**What to produce**
Please rewrite the stretch of the records from the line containing "I need to verify whether the black background" through the line containing "285, 1081, 358]]", substituting "dark background" for "black background" and keeping everything else the same.

Entries for locating named things
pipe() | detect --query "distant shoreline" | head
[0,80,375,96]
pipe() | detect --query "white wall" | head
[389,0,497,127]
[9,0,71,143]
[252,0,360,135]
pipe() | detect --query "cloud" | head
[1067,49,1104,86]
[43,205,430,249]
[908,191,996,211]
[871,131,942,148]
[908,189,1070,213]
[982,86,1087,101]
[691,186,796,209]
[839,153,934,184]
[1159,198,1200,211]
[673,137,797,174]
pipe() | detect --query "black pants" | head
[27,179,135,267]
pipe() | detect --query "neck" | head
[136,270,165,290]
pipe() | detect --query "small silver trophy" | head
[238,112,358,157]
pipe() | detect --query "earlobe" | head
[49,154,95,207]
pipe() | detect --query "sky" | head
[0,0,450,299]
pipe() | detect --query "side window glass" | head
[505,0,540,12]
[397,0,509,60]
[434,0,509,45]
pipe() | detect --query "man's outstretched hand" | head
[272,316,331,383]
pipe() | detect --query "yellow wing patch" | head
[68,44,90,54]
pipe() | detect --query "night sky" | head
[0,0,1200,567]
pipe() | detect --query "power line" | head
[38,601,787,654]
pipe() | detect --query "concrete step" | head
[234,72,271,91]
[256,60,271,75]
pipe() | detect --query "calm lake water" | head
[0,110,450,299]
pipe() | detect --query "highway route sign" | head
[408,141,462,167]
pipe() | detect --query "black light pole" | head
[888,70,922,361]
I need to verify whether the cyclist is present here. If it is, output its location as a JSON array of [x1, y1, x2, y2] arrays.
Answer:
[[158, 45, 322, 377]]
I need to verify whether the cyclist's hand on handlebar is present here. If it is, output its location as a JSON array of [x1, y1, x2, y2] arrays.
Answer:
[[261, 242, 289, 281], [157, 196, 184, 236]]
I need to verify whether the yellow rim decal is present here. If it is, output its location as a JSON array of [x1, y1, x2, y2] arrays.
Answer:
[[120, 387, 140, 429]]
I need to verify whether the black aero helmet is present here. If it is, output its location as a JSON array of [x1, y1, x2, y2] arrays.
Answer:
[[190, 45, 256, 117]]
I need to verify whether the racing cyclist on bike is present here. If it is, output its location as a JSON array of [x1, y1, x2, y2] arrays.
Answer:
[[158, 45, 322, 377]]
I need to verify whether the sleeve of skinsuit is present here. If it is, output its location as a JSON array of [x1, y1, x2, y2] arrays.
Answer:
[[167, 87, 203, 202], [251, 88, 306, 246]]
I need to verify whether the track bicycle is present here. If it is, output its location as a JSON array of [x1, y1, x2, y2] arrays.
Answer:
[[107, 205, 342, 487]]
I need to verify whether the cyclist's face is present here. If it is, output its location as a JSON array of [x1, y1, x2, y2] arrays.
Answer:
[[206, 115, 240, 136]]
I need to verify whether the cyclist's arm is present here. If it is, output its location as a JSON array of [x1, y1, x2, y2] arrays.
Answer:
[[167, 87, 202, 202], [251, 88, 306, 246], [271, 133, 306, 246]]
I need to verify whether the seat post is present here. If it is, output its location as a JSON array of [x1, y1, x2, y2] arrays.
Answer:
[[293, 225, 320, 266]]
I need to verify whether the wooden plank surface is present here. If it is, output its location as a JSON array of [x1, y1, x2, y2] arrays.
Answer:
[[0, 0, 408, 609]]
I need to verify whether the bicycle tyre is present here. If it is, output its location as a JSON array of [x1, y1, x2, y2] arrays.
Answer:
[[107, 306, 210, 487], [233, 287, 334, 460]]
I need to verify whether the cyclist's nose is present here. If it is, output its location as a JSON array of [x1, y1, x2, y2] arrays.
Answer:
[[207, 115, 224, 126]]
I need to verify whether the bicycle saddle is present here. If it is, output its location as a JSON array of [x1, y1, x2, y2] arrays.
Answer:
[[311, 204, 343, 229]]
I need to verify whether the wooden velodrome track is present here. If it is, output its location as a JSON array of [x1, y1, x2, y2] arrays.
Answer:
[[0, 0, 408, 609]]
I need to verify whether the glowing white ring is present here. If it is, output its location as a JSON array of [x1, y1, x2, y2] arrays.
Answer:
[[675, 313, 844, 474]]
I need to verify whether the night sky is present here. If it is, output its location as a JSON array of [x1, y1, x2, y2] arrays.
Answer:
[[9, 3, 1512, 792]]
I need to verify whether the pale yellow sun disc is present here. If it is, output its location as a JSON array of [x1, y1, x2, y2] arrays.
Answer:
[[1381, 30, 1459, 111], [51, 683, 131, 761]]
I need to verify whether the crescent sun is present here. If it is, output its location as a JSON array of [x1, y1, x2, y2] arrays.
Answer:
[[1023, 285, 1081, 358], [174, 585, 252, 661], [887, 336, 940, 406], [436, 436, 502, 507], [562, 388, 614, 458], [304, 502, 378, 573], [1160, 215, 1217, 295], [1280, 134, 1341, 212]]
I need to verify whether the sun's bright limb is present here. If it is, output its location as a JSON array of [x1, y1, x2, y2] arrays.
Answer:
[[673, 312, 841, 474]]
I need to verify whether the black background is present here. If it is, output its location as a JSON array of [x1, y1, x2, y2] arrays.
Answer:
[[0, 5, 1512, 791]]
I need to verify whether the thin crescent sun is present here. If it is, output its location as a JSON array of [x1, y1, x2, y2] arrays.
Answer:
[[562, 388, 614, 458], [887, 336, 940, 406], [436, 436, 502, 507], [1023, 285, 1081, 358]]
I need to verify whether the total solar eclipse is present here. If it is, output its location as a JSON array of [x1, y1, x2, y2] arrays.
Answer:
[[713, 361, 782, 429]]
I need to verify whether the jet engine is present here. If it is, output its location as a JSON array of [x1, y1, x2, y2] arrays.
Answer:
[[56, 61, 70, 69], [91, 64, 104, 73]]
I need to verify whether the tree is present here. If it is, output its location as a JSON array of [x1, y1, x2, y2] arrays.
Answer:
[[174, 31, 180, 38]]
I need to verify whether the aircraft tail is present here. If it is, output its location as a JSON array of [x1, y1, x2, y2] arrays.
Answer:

**Solution**
I need to verify whether the dark background is present here. If it is, output its location as a JSON array of [x1, y1, x2, y2] arrays.
Answer:
[[0, 5, 1512, 791]]
I need to verify whether the thin crescent sun is present here. If it is, output its location as a JSON array of [x1, y1, x2, y2] arrays.
Answer:
[[562, 388, 614, 458], [887, 336, 940, 406], [436, 436, 502, 507], [1023, 285, 1081, 358]]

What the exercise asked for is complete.